# [DOCUMENT TEXT]
◆ ◆ ◆ ◆ ◆

Studio album by Let Loose
- Released: 23 September 1996
- Genre: Pop
- Length: 42:18
- Label: Mercury
- Producer: Nik Kershaw, Richie Wermerling

Let Loose chronology
| Let Loose (1995) | Rollercoaster (1996) | Paint it in Gold (2009) |

Singles from Rollercoaster
- "Everybody Say Everybody Do" Released: 23 October 1995; "Make It with You" Released: 10 June 1996; "Take It Easy" Released: 19 August 1996; "Darling Be Home Soon" Released: 4 November 1996;

= Rollercoaster (Let Loose album) =

Rollercoaster is the second studio album to be released by British band Let Loose, released on 23 September 1996. It was supported by a small UK tour, it is the last studio album to be recorded by the original line-up of the band, and features the band's second biggest hit, "Make It with You". The album also spawned the singles "Everybody Say Everybody Do", "Take it Easy" and "Darling Be Home Soon". The album was released as a limited edition in Japan with alternate cover artwork.

◆ ◆ ◆ ◆ ◆

(Stored dataset items)
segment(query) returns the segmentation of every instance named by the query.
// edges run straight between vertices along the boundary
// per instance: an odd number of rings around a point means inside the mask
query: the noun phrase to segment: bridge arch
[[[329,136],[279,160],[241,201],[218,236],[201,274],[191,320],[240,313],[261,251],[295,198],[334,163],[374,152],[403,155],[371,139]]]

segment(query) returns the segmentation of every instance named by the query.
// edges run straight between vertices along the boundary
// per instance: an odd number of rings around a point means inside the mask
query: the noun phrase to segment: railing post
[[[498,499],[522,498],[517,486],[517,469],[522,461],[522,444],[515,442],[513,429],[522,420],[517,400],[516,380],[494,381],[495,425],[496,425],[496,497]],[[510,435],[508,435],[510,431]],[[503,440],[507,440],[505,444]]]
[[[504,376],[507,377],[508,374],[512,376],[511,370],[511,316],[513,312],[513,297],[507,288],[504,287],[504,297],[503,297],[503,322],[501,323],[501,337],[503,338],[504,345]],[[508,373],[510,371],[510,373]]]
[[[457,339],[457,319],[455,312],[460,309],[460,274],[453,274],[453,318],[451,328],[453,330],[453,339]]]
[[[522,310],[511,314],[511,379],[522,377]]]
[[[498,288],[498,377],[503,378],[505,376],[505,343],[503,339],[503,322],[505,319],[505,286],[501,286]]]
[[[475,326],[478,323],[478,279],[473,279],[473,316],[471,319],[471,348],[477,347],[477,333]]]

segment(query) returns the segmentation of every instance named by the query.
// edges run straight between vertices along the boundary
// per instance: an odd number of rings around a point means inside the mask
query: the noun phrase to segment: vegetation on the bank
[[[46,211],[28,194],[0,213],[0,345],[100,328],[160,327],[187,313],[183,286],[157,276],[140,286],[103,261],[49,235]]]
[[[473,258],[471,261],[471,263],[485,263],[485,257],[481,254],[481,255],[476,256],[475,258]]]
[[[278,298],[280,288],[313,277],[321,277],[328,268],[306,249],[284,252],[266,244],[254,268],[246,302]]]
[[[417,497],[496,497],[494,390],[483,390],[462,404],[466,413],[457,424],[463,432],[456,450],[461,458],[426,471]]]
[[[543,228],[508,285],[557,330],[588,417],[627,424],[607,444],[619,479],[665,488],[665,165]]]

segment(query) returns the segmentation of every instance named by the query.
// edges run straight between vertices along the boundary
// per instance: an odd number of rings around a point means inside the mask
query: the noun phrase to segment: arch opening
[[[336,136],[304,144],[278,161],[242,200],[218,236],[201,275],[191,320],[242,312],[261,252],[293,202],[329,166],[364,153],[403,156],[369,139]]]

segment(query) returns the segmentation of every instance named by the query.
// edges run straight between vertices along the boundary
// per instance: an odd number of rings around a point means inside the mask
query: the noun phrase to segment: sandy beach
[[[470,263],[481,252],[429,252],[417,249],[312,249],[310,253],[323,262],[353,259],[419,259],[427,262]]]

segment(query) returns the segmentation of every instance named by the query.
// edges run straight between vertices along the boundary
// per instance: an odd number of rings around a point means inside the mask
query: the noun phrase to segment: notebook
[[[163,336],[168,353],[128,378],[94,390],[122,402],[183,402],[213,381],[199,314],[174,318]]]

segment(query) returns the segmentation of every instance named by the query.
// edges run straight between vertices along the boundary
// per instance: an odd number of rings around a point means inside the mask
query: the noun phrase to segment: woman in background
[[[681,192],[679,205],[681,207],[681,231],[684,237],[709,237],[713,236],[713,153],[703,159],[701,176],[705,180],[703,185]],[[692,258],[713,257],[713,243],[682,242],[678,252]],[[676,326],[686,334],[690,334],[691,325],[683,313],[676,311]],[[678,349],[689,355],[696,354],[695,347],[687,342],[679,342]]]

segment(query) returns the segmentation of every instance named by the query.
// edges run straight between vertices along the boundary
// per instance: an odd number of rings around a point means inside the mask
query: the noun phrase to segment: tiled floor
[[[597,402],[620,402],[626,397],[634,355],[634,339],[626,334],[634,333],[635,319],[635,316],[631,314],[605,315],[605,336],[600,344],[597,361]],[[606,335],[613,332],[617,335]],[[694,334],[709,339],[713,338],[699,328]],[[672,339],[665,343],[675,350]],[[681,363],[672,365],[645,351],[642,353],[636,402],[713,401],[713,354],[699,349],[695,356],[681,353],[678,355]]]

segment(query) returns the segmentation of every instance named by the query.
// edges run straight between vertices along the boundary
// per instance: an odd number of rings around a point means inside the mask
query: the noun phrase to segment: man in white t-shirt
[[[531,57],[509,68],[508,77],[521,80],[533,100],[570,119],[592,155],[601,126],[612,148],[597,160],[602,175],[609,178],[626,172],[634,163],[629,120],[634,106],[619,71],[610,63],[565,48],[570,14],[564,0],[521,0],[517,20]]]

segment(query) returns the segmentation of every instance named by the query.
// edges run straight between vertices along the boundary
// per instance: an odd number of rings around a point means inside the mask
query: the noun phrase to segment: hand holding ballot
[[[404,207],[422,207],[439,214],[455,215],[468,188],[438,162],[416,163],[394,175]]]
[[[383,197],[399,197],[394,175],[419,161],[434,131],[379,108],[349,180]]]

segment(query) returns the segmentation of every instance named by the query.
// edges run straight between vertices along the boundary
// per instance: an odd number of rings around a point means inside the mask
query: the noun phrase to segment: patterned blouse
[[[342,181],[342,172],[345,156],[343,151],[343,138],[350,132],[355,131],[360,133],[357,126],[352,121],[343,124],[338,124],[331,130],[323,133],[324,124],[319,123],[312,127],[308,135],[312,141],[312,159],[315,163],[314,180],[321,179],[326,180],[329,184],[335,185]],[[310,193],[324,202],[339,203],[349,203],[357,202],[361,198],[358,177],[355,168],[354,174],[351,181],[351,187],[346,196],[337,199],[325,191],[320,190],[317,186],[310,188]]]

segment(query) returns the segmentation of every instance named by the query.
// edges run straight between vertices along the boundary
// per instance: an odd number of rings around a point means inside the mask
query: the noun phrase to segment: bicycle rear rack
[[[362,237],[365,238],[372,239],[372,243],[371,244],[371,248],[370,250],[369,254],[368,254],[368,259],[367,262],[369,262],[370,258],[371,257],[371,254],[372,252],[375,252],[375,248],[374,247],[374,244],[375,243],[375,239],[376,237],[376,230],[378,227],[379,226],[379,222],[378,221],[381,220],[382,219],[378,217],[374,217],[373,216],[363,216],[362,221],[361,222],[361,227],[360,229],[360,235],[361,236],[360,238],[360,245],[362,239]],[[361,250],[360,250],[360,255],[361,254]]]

◆ ◆ ◆ ◆ ◆

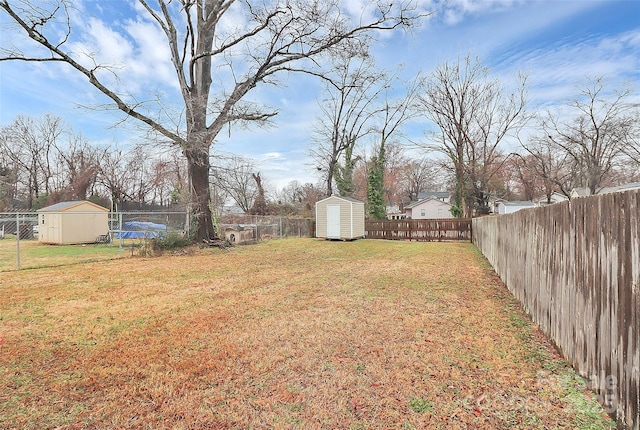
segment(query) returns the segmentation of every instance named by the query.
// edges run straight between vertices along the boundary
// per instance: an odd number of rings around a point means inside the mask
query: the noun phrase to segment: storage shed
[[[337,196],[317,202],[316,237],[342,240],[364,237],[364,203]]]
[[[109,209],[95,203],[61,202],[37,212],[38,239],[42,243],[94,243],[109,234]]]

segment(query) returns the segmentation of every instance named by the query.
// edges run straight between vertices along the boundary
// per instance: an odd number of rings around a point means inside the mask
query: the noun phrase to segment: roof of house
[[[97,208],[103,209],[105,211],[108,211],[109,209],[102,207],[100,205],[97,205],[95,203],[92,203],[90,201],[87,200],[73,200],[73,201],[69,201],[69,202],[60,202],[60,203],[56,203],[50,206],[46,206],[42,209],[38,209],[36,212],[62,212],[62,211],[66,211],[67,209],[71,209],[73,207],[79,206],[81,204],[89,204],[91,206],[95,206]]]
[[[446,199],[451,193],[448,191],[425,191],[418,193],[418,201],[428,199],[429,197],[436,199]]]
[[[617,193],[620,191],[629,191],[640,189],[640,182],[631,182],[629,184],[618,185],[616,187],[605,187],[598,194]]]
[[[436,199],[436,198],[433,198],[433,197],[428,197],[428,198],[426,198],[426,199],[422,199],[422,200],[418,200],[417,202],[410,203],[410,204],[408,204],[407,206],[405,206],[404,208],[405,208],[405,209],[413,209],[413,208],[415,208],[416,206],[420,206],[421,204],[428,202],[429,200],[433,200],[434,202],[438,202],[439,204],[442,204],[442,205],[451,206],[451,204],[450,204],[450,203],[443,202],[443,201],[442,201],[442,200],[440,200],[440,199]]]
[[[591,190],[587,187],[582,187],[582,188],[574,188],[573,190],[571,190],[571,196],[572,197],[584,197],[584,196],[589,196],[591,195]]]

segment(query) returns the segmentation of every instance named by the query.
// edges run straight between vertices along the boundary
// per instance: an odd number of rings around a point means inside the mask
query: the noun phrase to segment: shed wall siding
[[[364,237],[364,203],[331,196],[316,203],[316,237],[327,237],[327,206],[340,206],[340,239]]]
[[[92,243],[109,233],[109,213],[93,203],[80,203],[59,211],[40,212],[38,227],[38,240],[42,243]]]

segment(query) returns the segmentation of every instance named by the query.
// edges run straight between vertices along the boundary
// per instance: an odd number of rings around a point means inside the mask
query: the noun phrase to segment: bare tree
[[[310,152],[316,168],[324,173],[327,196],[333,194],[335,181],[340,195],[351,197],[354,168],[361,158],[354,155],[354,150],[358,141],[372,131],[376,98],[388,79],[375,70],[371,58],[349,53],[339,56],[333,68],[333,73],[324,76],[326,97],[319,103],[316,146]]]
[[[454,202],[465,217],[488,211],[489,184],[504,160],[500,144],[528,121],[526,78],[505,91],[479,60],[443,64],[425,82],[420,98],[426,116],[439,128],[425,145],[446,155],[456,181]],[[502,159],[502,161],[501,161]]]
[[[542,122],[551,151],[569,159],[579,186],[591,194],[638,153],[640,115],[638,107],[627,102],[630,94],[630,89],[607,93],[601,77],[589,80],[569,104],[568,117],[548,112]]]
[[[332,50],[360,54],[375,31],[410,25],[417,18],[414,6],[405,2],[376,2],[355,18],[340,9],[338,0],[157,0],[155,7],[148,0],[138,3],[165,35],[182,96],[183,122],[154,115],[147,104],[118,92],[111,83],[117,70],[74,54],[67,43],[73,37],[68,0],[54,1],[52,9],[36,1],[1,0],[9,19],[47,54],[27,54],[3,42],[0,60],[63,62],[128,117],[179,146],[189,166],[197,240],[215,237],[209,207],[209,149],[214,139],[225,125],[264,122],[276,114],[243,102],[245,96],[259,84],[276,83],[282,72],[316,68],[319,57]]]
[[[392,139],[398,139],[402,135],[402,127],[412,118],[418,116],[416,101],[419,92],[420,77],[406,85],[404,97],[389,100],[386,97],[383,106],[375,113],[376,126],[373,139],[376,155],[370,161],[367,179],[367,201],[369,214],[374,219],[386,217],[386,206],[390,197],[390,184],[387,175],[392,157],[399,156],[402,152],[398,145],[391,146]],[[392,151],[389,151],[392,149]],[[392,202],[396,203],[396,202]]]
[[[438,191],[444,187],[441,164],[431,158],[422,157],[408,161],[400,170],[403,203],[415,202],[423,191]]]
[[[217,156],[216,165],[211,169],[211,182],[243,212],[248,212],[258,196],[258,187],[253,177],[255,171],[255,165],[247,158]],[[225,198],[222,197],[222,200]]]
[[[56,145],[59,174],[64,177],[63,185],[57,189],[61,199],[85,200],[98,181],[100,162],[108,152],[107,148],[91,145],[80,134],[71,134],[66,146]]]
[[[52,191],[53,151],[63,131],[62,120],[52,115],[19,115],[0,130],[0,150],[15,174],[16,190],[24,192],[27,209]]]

◆ ◆ ◆ ◆ ◆

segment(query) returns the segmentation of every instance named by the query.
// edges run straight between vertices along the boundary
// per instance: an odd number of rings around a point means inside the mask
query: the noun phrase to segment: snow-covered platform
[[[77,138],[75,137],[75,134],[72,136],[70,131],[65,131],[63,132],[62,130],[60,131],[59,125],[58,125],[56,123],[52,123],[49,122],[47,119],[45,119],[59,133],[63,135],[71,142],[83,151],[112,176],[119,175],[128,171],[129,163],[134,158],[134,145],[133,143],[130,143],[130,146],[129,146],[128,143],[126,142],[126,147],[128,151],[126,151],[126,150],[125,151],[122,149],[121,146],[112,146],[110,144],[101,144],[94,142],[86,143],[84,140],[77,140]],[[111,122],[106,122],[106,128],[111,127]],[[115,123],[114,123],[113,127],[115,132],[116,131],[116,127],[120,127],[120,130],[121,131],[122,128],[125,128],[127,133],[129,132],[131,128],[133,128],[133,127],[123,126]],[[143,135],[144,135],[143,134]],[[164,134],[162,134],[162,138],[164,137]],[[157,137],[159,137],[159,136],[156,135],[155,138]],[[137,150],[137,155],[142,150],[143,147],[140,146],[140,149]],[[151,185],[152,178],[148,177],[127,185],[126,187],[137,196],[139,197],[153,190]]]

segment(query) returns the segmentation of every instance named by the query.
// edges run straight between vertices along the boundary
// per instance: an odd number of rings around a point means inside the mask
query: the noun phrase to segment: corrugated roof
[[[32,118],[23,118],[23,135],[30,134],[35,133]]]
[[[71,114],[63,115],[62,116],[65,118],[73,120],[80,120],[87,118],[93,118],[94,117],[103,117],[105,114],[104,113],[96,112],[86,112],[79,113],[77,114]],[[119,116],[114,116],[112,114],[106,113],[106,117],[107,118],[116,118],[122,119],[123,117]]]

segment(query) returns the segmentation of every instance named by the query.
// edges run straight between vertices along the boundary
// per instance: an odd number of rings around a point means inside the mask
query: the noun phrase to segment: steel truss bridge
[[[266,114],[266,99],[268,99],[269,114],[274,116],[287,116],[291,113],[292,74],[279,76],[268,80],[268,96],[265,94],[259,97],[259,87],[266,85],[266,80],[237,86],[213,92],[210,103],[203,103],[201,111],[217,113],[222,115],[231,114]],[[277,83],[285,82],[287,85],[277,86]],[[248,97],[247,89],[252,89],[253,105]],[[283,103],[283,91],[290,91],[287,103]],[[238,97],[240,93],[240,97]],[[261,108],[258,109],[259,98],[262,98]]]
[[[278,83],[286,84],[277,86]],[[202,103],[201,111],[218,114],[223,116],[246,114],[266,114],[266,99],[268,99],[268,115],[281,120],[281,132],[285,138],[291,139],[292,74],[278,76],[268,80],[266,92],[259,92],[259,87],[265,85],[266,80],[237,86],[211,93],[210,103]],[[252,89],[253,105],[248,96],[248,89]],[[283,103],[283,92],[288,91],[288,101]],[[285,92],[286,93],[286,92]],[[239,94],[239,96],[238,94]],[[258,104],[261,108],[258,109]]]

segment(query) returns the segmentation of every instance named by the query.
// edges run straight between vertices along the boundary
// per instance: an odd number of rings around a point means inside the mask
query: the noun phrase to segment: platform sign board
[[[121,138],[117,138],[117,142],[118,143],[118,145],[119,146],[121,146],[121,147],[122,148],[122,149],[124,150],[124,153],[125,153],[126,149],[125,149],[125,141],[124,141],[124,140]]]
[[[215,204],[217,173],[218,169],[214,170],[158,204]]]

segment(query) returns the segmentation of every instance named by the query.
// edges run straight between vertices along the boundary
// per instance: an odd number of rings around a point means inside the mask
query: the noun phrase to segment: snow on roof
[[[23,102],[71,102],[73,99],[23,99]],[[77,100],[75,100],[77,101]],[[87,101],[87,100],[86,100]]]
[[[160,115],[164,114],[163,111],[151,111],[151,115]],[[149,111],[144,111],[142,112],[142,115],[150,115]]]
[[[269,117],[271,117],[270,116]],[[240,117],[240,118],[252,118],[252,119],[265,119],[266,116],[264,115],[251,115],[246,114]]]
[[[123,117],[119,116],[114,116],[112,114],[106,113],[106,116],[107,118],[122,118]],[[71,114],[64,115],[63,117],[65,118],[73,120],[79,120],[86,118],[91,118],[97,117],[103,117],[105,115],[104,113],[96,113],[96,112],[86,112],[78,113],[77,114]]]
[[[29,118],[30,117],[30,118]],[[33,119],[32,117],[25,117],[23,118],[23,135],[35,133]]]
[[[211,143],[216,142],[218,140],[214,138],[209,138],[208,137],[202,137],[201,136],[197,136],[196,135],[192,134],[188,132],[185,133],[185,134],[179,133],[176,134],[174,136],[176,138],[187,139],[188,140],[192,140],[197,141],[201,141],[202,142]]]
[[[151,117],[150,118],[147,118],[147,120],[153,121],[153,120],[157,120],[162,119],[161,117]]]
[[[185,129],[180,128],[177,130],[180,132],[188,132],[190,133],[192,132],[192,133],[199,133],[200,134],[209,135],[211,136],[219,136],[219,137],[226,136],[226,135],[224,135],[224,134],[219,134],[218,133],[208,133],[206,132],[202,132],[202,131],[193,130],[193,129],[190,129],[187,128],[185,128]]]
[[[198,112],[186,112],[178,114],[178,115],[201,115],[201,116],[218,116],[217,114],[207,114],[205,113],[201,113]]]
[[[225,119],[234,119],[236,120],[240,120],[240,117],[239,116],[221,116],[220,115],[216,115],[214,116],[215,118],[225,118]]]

◆ ◆ ◆ ◆ ◆

# [TASKS AND EXERCISES]
[a] Show each line of the records that contains the string "snow". Match case.
[b] Write the next part of the article on the Let Loose album Rollercoaster, starting after its last sentence.

# [RESPONSES PER TASK]
[a]
query: the noun phrase to segment: snow-covered platform
query: the noun phrase to segment: snow on roof

[b]
==Background==
The band embarked on a UK tour following the release of their debut album, and after a seven-month hiatus, returned with a new single - "Everybody Say Everybody Do" - which peaked at #29. Another seven months passed before a new single was released - a cover of the Bread track "Make It with You". The single reached #7 and gave the group their third Top 10 success. This was followed with "'Take It Easy" which peaked at #25.

The album Rollercoaster was released in September 1996, and peaked at #42, with sales of less than 30,000 copies. Two months later, a final single was released from the album in time for the Christmas market, but "Darling Be Home Soon" became one of the band's lowest charting singles reaching #65, and the band split up shortly afterwards. Wermerling joined the band Bottlefly, Rob Jeffrey continued playing guitar in other projects and Lee Murray became a DJ, session drummer, and has worked in management with Holly Valance, Kelly Brook and Page 3 model Keeley Hazell.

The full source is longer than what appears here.